▶ Selected text
********

But this week was an exception. Most of my coding happens in Claude Code now—and I’m not alone.
On Tuesday night, we had about 20 founders over to the office for a dinner on the future of AI. I asked everyone what their daily driver AI tools were. Of the programmers, almost everyone said Claude Code with Opus 4.5. The lone holdout was Naveen Naidu—general manager of Monologue—who still prefers Codex.
A month ago, the room would have been split between Codex CLI, GPT 5.1 in Cursor, and Claude Code—with some Droid sprinkled in.
A year ago, the whole room would have been using GPT models.
This might not surprise you if you’ve been on X lately. It seems the only thing on everyone’s mind is Claude Code. This audience is obviously a narrow slice of the market, but it’s the same slice that was excited about ChatGPT when it first came out.
So, what explains Claude Code and Opus’s sudden rise in startup circles? It’s not better marketing. Sure, Anthropic has their “thinking” caps. But compared to the high-profile livestreams we’ve gotten used to for important model releases, they barely promoted Opus 4.5 at launch. Instead, it’s who they decided to build for—and how that’s shaping the direction of the whole tech industry.
How Claude Code happened
When Anthropic first released Claude Code along with Sonnet 3.7 in late February of 2025, it was a bold bet. At a time when existing code editors were firmly stuck in building AI agents crammed into a sidebar, they went terminal-first and bypassed the code editor altogether. It signaled, “We’re moving to a world where code doesn’t matter.” At the time, we wrote that while it was incredible at vibe coding new projects from scratch, it wasn’t yet good enough to work with large codebases on its own. Still, we were impressed.
OpenAI responded two months later. They launched Codex CLI in April and, in May, Codex Web—a cloud-based agent that ran in ChatGPT. Both these products did away with the code editor, but neither of them worked quite as well as Claude Code—Codex CLI didn’t have access to OpenAI’s most powerful model, and Codex Web ran in a virtual machine, a sandboxed emulation of a computer rather than your actual computer—but it seemed OpenAI had the same vision of coding as Anthropic and was closing the gap.

********

▶ Exercise requirements
A. Duplicate the passage about Claude Code, starting with "This might not" and going on through "whole tech industry.".
B. In the passage about Claude Code, who was the only programmer at the Tuesday dinner who still prefers Codex?

▶ Saved data entries

********

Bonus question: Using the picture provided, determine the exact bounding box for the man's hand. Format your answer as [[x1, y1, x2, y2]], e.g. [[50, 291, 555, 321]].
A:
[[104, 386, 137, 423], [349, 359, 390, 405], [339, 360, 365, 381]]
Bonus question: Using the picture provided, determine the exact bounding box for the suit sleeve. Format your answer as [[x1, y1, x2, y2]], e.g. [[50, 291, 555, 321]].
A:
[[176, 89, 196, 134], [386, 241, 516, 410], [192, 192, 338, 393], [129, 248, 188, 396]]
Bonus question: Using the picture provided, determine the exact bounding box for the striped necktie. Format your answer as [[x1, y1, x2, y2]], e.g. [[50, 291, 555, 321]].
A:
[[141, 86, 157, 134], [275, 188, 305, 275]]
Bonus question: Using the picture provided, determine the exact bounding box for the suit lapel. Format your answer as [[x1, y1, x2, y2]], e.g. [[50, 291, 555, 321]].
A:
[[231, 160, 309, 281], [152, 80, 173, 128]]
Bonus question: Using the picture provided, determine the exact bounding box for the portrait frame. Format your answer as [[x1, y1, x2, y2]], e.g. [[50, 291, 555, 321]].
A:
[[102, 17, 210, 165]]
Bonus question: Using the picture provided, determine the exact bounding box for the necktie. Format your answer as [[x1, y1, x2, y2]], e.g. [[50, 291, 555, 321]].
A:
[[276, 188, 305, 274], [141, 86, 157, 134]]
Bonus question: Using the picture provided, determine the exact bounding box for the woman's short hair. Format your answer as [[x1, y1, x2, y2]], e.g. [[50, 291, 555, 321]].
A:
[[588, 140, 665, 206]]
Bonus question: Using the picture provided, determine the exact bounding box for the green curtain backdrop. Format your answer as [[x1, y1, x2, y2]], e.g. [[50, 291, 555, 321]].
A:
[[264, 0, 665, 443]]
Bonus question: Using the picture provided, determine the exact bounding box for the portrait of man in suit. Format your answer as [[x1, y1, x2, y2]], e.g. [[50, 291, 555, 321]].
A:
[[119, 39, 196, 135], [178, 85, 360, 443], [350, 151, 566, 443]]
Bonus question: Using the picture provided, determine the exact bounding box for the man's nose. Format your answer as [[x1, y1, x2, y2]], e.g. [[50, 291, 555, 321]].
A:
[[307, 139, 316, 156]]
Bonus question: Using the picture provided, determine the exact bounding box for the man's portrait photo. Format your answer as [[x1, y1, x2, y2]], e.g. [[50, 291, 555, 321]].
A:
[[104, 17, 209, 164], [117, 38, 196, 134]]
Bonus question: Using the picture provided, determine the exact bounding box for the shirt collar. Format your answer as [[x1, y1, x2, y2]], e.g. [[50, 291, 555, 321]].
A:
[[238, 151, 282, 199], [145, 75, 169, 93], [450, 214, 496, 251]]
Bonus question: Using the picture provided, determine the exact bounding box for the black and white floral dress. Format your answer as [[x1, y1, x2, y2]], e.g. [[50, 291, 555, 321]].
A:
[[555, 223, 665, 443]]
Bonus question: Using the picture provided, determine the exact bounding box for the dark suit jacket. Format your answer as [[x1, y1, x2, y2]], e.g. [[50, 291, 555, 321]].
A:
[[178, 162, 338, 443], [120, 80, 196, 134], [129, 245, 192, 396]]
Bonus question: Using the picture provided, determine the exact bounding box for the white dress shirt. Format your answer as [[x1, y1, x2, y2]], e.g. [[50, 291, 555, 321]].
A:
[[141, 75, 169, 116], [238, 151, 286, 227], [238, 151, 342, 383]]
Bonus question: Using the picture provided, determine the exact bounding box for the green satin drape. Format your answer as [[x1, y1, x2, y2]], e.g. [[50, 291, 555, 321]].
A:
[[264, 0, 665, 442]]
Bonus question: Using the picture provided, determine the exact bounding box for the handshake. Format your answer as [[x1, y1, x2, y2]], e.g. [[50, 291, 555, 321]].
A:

********

▶ Exercise results
A.
This might not surprise you if you’ve been on X lately. It seems the only thing on everyone’s mind is Claude Code. This audience is obviously a narrow slice of the market, but it’s the same slice that was excited about ChatGPT when it first came out.
So, what explains Claude Code and Opus’s sudden rise in startup circles? It’s not better marketing. Sure, Anthropic has their “thinking” caps. But compared to the high-profile livestreams we’ve gotten used to for important model releases, they barely promoted Opus 4.5 at launch. Instead, it’s who they decided to build for—and how that’s shaping the direction of the whole tech industry.

B. Naveen Naidu, general manager of Monologue.